SUPPLIED MATERIAL.
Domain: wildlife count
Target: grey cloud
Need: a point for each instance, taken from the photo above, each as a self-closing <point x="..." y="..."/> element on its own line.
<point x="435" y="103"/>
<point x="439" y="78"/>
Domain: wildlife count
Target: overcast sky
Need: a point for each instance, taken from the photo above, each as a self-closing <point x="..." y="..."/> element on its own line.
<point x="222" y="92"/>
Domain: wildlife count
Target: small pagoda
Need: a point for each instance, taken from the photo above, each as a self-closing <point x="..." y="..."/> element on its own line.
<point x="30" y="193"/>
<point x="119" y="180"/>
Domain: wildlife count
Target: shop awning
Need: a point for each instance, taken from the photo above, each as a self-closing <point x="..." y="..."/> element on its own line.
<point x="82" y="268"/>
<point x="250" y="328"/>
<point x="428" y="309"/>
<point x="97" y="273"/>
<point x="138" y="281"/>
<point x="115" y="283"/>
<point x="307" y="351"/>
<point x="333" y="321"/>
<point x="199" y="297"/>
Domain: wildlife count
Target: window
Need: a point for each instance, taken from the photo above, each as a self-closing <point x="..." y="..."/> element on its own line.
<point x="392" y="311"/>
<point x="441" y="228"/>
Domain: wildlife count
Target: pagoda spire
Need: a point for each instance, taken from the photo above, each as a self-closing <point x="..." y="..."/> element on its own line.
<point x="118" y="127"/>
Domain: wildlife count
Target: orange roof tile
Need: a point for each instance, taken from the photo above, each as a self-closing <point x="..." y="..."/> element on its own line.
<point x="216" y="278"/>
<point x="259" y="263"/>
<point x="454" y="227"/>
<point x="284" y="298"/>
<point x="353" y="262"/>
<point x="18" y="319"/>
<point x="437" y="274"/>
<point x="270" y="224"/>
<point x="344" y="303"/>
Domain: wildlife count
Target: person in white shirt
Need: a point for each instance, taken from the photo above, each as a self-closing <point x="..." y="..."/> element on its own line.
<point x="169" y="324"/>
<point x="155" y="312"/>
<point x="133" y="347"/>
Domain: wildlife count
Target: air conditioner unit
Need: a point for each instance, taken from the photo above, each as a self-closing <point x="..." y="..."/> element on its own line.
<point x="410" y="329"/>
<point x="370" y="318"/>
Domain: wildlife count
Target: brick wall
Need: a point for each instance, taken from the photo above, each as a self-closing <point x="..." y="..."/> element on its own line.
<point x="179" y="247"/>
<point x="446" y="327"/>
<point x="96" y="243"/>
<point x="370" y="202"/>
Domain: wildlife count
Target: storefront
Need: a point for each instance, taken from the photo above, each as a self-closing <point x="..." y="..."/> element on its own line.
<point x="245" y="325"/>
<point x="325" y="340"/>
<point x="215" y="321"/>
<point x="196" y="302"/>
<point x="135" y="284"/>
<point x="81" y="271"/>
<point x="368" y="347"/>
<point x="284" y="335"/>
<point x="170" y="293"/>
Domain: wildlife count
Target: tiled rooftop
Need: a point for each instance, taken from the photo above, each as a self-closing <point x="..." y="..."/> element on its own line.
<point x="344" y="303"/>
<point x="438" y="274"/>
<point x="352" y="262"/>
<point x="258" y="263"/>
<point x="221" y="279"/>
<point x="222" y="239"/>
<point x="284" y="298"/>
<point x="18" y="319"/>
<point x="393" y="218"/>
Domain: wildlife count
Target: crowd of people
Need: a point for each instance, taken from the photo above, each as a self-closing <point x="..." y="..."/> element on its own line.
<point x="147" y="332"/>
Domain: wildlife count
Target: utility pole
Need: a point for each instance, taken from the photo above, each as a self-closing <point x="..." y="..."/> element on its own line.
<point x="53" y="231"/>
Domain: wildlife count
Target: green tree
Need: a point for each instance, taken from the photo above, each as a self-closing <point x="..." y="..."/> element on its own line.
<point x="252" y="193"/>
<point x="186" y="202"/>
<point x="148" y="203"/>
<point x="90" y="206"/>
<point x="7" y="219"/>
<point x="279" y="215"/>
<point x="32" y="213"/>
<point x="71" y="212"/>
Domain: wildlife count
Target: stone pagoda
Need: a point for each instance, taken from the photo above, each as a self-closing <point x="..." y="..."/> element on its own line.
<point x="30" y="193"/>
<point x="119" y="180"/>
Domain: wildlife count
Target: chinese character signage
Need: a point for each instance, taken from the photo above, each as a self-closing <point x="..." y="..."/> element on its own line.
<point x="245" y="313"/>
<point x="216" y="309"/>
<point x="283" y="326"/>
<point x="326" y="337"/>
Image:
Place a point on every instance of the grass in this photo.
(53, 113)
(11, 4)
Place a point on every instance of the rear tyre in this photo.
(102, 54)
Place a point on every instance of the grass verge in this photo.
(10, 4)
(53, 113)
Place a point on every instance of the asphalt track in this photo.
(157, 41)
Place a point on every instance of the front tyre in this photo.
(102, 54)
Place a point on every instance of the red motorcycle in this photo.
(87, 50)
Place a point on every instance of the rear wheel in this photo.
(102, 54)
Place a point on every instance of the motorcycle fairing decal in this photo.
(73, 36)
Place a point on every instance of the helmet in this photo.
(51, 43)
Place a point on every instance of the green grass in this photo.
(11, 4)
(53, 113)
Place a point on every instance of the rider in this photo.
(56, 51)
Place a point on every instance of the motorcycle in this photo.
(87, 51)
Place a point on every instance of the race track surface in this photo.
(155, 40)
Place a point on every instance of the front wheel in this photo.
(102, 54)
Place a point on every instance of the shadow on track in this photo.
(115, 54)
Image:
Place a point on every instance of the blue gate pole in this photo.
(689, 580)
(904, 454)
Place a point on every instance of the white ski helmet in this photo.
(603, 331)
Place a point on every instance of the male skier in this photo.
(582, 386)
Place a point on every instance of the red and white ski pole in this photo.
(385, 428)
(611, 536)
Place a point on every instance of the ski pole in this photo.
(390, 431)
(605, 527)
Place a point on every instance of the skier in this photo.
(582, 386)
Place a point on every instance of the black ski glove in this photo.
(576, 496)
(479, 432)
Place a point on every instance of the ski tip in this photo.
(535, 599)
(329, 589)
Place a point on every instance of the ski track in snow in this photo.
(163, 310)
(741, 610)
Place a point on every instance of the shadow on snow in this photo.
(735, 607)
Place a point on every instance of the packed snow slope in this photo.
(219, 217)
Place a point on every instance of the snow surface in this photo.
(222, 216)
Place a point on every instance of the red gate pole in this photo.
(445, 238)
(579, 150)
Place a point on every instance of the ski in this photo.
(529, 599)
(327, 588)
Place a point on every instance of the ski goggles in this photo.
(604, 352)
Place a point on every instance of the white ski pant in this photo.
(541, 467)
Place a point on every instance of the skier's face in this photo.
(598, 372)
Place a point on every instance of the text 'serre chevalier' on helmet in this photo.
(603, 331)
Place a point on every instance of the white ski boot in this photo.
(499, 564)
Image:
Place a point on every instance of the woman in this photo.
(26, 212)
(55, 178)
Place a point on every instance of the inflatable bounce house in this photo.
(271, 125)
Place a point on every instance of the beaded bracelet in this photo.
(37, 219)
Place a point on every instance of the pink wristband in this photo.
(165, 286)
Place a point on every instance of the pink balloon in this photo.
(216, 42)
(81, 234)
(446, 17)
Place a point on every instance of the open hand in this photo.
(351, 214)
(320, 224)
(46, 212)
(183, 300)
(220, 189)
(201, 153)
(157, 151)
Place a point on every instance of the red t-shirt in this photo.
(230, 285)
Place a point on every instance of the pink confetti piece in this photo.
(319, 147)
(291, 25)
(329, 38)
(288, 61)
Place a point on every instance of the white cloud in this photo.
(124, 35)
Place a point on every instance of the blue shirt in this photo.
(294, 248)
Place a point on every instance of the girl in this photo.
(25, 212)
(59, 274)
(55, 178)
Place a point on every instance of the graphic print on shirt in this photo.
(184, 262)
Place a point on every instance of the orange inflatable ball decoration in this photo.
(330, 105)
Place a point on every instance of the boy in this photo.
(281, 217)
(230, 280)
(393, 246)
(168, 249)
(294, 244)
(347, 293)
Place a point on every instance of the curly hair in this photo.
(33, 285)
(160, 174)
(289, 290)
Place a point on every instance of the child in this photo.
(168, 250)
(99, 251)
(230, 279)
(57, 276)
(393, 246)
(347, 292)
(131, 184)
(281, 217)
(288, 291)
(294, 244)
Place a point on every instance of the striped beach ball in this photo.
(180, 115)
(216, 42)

WHAT TO WORK ON.
Restate the final lines of the listing above word for word, beginning at the line that contains "Place a point on every instance of the pink balloon".

WRITTEN ANSWER.
Place a point on every instance of the pink balloon in this photo.
(216, 42)
(81, 234)
(446, 17)
Place a point on every instance of the open hand in this photo.
(351, 214)
(320, 224)
(46, 212)
(183, 300)
(220, 189)
(201, 153)
(157, 151)
Place a point on every instance of the red t-shirt in this photo.
(230, 285)
Place a point on every instance of the pink confetti piece in this photo.
(319, 147)
(291, 25)
(329, 38)
(288, 61)
Place a point on every instance of the white cloud in this photo.
(124, 35)
Place a point on every instance of the blue shirt in this photo.
(294, 248)
Place a point on every instance of the girl in this photo.
(25, 212)
(59, 274)
(55, 178)
Place a point on every instance of the graphic print on shirt in this photo.
(184, 262)
Place a point on every instance of the orange inflatable ball decoration in this photo.
(330, 105)
Place a point on every instance of the boy in this photo.
(281, 217)
(230, 280)
(393, 246)
(168, 249)
(294, 244)
(347, 293)
Place a point on every instance of the curly hair in this photo.
(33, 285)
(160, 174)
(289, 290)
Place a point on every instance of the child in this photo.
(168, 250)
(99, 251)
(230, 279)
(57, 276)
(393, 246)
(347, 292)
(131, 184)
(281, 217)
(288, 291)
(294, 244)
Place a point on every instance of the striped beach ball in this photo.
(180, 115)
(216, 42)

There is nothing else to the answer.